[Extracted data entries]
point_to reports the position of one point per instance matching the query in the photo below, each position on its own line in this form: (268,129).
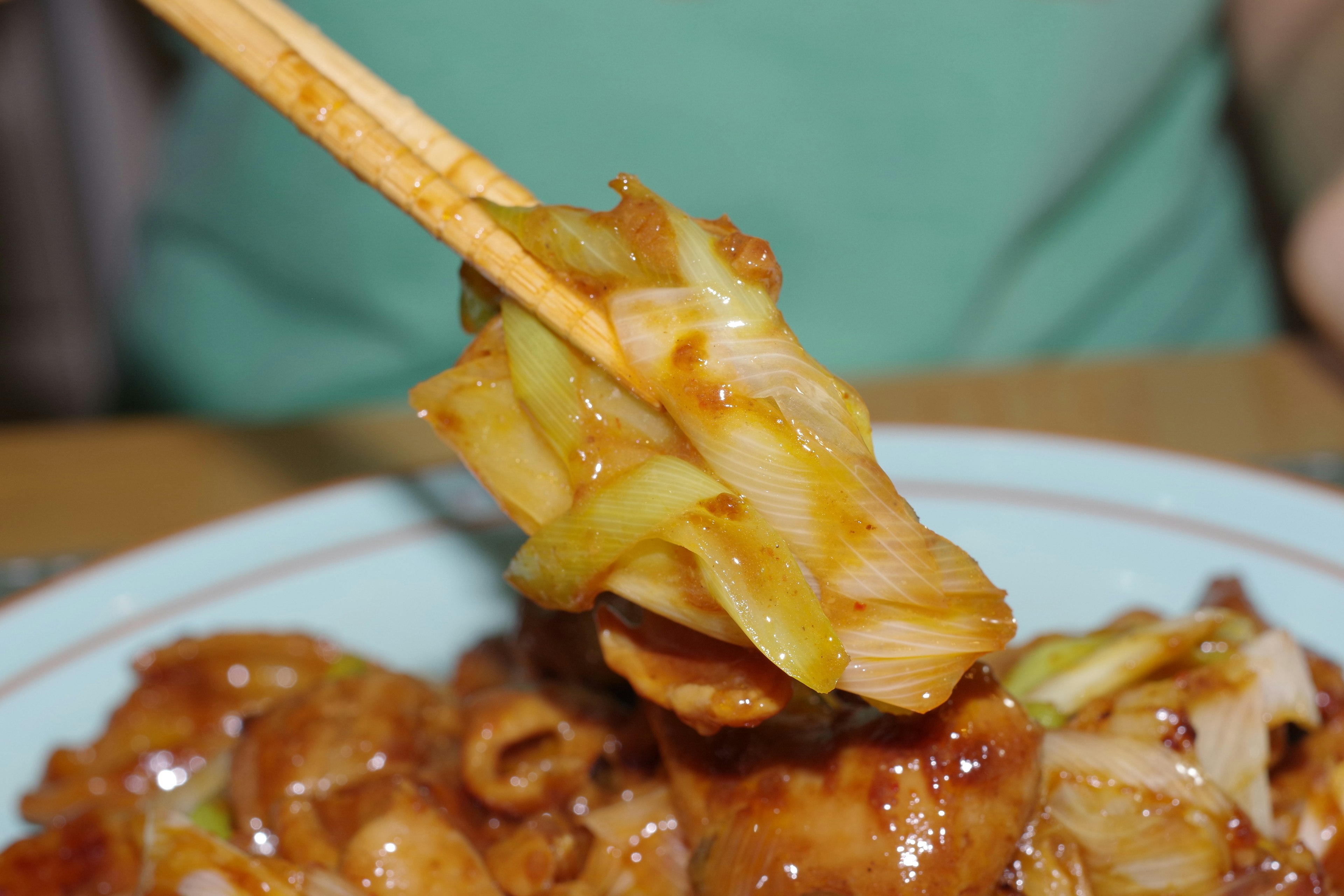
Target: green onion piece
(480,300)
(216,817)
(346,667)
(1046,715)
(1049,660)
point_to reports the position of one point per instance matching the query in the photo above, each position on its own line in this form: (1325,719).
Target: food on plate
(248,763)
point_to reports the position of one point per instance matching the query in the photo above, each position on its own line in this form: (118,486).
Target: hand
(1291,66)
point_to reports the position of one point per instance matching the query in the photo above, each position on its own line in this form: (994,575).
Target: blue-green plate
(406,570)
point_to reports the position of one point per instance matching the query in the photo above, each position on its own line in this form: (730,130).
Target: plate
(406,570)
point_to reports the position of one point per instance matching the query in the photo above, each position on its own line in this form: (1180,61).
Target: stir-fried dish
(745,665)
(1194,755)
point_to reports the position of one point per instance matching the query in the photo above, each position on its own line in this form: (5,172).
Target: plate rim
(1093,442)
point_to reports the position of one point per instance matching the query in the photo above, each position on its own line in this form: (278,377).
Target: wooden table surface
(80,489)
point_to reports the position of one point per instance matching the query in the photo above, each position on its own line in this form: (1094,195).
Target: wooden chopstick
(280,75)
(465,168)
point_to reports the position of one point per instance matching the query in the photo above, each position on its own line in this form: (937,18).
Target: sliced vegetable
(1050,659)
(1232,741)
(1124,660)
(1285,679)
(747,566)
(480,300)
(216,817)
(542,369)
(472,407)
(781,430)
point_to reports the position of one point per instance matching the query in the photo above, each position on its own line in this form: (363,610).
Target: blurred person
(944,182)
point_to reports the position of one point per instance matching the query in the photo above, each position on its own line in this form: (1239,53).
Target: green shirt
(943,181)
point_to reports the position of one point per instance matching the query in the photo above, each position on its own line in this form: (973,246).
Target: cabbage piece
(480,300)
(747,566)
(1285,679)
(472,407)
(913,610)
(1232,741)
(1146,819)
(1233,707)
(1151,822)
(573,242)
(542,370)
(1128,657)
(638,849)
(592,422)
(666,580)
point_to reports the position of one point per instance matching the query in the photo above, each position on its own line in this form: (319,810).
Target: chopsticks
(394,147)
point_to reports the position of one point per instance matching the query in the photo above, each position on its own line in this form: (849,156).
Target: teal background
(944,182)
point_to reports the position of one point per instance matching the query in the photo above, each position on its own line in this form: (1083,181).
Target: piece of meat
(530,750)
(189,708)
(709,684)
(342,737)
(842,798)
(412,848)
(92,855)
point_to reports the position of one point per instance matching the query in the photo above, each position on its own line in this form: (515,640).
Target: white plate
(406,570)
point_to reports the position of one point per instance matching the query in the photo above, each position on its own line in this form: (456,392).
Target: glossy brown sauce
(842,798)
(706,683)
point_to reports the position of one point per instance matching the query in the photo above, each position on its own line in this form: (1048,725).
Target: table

--

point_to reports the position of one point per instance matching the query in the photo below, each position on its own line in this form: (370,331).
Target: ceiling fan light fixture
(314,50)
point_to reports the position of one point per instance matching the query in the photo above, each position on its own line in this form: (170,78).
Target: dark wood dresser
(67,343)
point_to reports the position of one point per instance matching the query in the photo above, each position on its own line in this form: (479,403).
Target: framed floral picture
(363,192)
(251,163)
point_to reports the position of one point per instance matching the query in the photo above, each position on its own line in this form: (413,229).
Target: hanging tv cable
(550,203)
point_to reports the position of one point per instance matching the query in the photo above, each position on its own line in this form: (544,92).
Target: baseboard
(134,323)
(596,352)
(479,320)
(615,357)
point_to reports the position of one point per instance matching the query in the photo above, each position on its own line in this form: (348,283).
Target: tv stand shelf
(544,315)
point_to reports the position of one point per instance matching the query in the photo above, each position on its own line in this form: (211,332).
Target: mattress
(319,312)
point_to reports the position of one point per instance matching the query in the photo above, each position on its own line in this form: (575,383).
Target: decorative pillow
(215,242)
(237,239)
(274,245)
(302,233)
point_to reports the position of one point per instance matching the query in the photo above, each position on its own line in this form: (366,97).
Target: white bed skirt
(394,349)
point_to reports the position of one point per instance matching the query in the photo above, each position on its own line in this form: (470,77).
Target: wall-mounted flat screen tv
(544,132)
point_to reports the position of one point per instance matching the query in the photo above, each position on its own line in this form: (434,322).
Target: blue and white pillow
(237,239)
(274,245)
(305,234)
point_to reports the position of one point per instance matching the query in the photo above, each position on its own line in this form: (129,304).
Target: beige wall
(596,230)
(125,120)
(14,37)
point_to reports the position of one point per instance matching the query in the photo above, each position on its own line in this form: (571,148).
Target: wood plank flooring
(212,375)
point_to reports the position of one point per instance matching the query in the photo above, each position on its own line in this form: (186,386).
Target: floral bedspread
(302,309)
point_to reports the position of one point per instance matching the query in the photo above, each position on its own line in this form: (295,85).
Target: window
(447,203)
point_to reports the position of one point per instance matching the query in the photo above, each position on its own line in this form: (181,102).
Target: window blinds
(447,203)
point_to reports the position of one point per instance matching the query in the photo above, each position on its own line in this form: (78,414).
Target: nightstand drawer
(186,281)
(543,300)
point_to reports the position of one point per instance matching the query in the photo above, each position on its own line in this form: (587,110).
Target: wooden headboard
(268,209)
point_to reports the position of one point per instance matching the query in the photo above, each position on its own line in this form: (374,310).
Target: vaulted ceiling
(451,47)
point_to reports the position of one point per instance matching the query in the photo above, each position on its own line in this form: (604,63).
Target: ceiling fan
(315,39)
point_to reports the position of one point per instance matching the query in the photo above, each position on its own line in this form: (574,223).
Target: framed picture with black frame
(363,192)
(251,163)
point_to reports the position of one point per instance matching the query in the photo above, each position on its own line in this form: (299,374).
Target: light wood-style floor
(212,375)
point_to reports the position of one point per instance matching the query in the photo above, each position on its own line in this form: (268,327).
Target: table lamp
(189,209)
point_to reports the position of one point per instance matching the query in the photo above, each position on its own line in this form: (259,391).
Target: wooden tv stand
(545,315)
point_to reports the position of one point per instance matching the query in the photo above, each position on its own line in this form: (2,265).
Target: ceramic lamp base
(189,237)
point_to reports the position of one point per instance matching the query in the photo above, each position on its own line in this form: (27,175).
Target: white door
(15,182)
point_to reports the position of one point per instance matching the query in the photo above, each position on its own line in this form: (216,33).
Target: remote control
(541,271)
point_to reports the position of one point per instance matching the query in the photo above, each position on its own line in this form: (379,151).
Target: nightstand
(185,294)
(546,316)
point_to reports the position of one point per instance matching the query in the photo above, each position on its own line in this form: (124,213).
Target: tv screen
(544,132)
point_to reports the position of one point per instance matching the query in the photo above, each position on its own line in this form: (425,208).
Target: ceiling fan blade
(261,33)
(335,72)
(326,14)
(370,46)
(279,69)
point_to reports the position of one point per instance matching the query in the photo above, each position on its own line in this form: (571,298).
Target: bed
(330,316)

**Task item:**
Show the lines of the data that hold the word "below".

**Solution:**
point_to reports the position of one point per instance matching the query in the photo below, each position on its own line in this form: (268,129).
point_to reports the position of one point per instance matching the query in the photo below, each position on its own line in this form: (370,331).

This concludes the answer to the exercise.